▸ Your assignment: Having found the line containing "of the windshield" in the data below, reproduce that line and each one after it to the end, exactly, and include nothing else.

▸ Data to examine:
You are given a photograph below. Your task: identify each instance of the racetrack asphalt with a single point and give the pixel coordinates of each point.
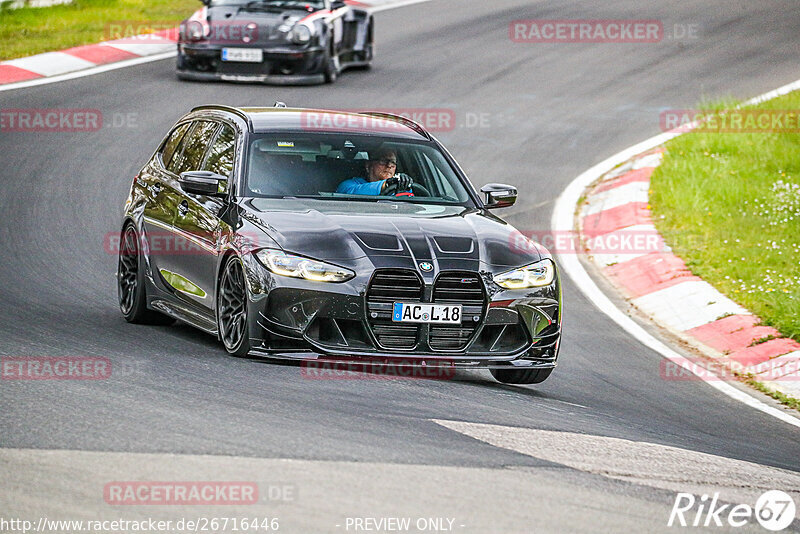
(545, 113)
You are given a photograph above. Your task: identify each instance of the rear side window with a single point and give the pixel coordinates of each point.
(221, 155)
(172, 143)
(193, 147)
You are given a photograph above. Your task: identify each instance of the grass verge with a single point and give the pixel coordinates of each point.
(28, 31)
(729, 205)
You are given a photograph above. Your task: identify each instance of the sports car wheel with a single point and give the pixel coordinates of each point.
(232, 309)
(130, 282)
(521, 376)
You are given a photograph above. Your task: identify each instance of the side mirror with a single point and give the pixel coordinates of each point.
(201, 182)
(499, 195)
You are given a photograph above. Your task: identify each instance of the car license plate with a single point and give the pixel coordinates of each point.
(426, 313)
(245, 55)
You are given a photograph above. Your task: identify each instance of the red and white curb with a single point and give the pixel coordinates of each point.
(715, 333)
(658, 283)
(100, 57)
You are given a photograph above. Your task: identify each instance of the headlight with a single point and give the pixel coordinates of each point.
(536, 274)
(301, 34)
(298, 267)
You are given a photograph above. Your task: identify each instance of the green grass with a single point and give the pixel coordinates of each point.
(28, 31)
(791, 402)
(729, 205)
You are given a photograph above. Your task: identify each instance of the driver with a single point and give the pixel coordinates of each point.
(380, 179)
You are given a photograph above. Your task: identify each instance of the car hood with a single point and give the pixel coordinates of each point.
(391, 233)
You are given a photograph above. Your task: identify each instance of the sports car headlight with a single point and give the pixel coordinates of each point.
(194, 31)
(298, 267)
(536, 274)
(301, 34)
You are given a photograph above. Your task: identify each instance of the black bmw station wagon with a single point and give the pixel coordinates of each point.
(308, 234)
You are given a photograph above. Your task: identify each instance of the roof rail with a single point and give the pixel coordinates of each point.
(408, 122)
(229, 109)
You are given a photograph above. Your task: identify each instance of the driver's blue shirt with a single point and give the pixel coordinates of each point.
(360, 186)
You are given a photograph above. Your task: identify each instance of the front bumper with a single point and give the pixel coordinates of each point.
(279, 66)
(296, 319)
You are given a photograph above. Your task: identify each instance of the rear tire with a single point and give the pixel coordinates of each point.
(521, 376)
(131, 288)
(232, 309)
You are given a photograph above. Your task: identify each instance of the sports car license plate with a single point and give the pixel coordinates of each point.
(245, 55)
(426, 313)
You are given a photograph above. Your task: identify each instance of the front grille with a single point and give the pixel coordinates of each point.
(387, 287)
(457, 288)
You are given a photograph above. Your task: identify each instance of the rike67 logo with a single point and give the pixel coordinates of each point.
(774, 510)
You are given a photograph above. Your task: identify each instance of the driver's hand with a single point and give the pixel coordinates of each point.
(401, 180)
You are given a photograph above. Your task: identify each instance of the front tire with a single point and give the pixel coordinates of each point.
(131, 288)
(521, 376)
(232, 309)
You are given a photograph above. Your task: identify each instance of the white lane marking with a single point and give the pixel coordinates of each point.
(687, 305)
(640, 462)
(50, 63)
(377, 9)
(563, 216)
(146, 59)
(624, 244)
(616, 197)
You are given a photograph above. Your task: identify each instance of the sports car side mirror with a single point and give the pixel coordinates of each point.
(201, 182)
(499, 195)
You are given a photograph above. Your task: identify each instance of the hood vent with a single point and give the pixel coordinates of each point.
(455, 245)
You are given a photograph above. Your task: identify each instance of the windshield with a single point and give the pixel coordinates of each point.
(351, 167)
(305, 4)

▸ Solution to the problem:
You are given a photograph above. Your task: identify each instance of the windshield with a single point and give the pixel coordinates of each point.
(351, 167)
(305, 4)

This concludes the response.